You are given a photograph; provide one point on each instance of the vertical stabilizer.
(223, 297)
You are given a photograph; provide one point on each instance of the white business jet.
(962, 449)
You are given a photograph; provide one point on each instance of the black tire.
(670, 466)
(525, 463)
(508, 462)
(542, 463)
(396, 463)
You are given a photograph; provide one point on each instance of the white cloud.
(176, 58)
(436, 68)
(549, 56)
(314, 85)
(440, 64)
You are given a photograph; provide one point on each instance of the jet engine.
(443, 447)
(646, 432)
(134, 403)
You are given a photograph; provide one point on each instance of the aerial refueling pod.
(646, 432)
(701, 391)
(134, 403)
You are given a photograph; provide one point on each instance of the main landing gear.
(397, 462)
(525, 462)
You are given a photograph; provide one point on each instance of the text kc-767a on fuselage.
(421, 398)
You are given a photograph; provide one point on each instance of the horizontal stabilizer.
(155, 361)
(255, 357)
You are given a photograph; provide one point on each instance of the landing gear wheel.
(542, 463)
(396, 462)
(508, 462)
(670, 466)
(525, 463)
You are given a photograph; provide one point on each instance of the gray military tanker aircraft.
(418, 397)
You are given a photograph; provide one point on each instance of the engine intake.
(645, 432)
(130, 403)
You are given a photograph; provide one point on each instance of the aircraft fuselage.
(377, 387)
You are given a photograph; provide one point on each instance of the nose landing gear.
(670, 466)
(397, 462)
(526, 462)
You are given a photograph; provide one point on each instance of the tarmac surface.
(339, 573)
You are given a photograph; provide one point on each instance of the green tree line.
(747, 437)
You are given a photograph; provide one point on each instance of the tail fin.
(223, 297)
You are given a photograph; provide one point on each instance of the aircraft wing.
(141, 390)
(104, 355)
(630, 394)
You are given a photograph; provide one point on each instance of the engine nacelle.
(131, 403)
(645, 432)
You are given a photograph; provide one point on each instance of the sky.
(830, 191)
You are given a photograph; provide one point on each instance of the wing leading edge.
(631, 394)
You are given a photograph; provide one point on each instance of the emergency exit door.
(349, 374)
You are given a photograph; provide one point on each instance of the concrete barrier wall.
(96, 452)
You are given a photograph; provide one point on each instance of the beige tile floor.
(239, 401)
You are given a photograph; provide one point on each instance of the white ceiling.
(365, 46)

********

# PROBLEM DESCRIPTION
Could you copy exactly the lines from the one containing "kc-767a on fuselage." through the end of the records above, and nothing more?

# ANSWER FOR THE TASK
You are given a photograph; provide one point on each instance of the text kc-767a on fuselage.
(421, 398)
You are given a photograph; provide one point on each instance of the horizontal stabilizer.
(155, 361)
(255, 357)
You are given a photograph; provide one point on each instance of the landing gear wheel.
(542, 463)
(396, 462)
(508, 462)
(670, 466)
(525, 463)
You are given a photograph; provide one point on each instance of the gray military tanker aircraft.
(418, 397)
You are given a photograph; provide one point on each instance of the engine intake.
(645, 432)
(130, 403)
You are given a photograph; provide one point on each instance of the aircraft fuselage.
(377, 387)
You are given a photograph; provide one point on each instance of the nose landing gear.
(670, 466)
(397, 462)
(526, 462)
You are given a photograph; provide one point on each instance of the tarmac surface.
(339, 573)
You are given a photograph; provide one point on each instance of the green tree line.
(747, 437)
You are given a photograph; provide one point on each instance of the tail fin.
(223, 297)
You are given a photograph; provide one point on each instance of the aircraft wing.
(141, 390)
(104, 355)
(630, 394)
You are given a photograph; provide one point on each instance of the engine nacelle.
(131, 403)
(645, 432)
You are given a photograph; provide one point on each instance of the sky.
(830, 191)
You are given a photograph; provide one point on each instance of the wing leading edge.
(631, 394)
You are given a photograph; provide one point on each instance of the emergency exit door.
(349, 374)
You are given a photograph; provide one point on each instance of the concrete barrier wall.
(96, 452)
You are given a photograph; provide one point on each instance of the beige tile floor.
(239, 401)
You are given a photograph; provide one point on each instance of the white ceiling.
(365, 46)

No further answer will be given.